— start of Supplied entries —

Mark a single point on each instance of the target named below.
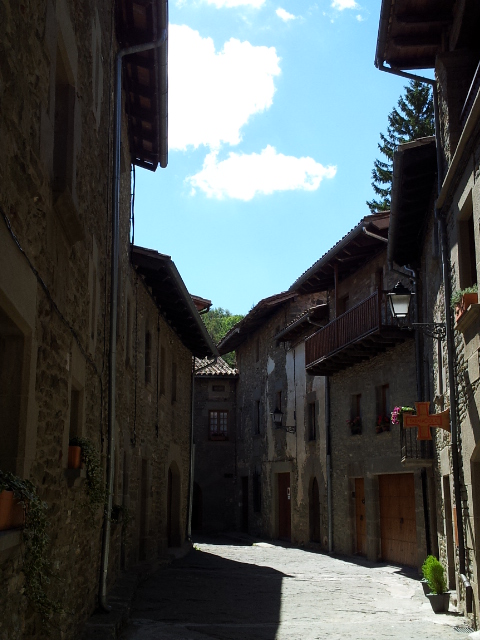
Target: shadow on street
(196, 594)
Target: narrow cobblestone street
(232, 591)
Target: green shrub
(458, 295)
(434, 574)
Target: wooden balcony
(359, 334)
(415, 453)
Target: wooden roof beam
(418, 40)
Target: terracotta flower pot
(74, 457)
(467, 300)
(439, 601)
(6, 509)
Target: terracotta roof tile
(219, 368)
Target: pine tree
(413, 119)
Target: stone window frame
(76, 366)
(18, 301)
(312, 421)
(257, 417)
(467, 254)
(215, 420)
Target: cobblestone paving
(232, 591)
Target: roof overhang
(173, 300)
(413, 189)
(145, 80)
(410, 33)
(354, 250)
(312, 319)
(253, 320)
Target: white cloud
(344, 4)
(284, 15)
(256, 4)
(242, 176)
(213, 94)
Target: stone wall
(278, 376)
(54, 319)
(215, 459)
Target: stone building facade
(215, 440)
(57, 131)
(281, 486)
(443, 217)
(381, 487)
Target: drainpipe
(449, 337)
(329, 464)
(192, 455)
(112, 356)
(188, 532)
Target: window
(218, 425)
(11, 365)
(355, 421)
(311, 421)
(342, 305)
(278, 401)
(256, 418)
(383, 408)
(75, 408)
(128, 332)
(257, 491)
(148, 357)
(466, 252)
(162, 370)
(174, 381)
(63, 127)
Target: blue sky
(275, 111)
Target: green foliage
(121, 514)
(95, 488)
(413, 119)
(218, 322)
(36, 566)
(458, 295)
(434, 574)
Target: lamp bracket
(435, 330)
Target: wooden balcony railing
(365, 319)
(415, 452)
(472, 94)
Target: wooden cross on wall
(425, 421)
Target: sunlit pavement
(233, 591)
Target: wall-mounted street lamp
(277, 416)
(399, 299)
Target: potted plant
(74, 456)
(397, 414)
(383, 423)
(12, 514)
(36, 566)
(462, 299)
(434, 573)
(355, 425)
(94, 486)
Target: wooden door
(397, 519)
(360, 519)
(284, 508)
(314, 512)
(244, 503)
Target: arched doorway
(197, 508)
(314, 511)
(173, 506)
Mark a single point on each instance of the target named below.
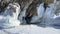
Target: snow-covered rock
(9, 17)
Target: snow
(9, 17)
(30, 29)
(10, 25)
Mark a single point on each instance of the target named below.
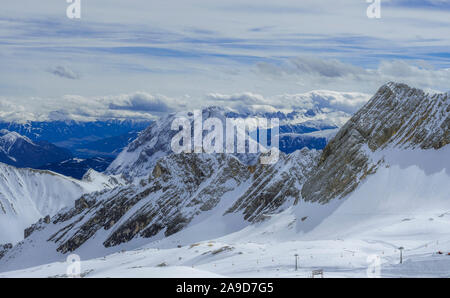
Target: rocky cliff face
(27, 195)
(397, 116)
(181, 187)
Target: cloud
(248, 98)
(64, 72)
(143, 102)
(336, 75)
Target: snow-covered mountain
(20, 151)
(78, 167)
(27, 195)
(154, 142)
(383, 181)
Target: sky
(143, 58)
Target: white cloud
(64, 72)
(142, 102)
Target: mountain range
(382, 181)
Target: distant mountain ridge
(74, 135)
(20, 151)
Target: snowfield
(27, 195)
(405, 203)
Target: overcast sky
(137, 58)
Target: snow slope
(389, 187)
(27, 195)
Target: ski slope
(405, 203)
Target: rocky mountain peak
(396, 116)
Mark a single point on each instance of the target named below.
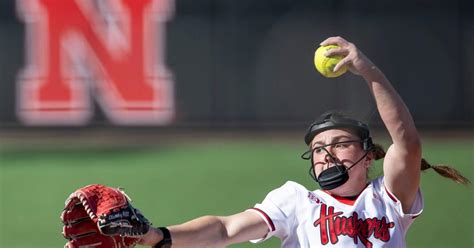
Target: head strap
(334, 120)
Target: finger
(337, 40)
(336, 52)
(77, 213)
(94, 241)
(79, 229)
(344, 62)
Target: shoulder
(292, 187)
(288, 191)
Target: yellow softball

— end of Supplied entries —

=== Task to complete ===
Rewrite the material from the line containing "Target: snow slope" through the last line as a Markdown table with a column "n" for the row number and a column "Line" for the text, skipping blank lines and leaving out the pictures.

=== Result ===
| n | Line |
|---|---|
| 1 | Target: snow slope |
| 2 | (389, 187) |
| 3 | (27, 195) |
| 4 | Target: ski slope |
| 5 | (405, 203) |
| 6 | Target: rocky mountain peak |
| 7 | (396, 116) |
| 8 | Mark a single point on each instance of the target named below. |
| 9 | Target: head strap |
| 10 | (334, 120) |
| 11 | Target: finger |
| 12 | (337, 40) |
| 13 | (336, 52) |
| 14 | (77, 213) |
| 15 | (94, 241) |
| 16 | (79, 229) |
| 17 | (344, 62) |
| 18 | Target: shoulder |
| 19 | (292, 187) |
| 20 | (288, 191) |
| 21 | Target: yellow softball |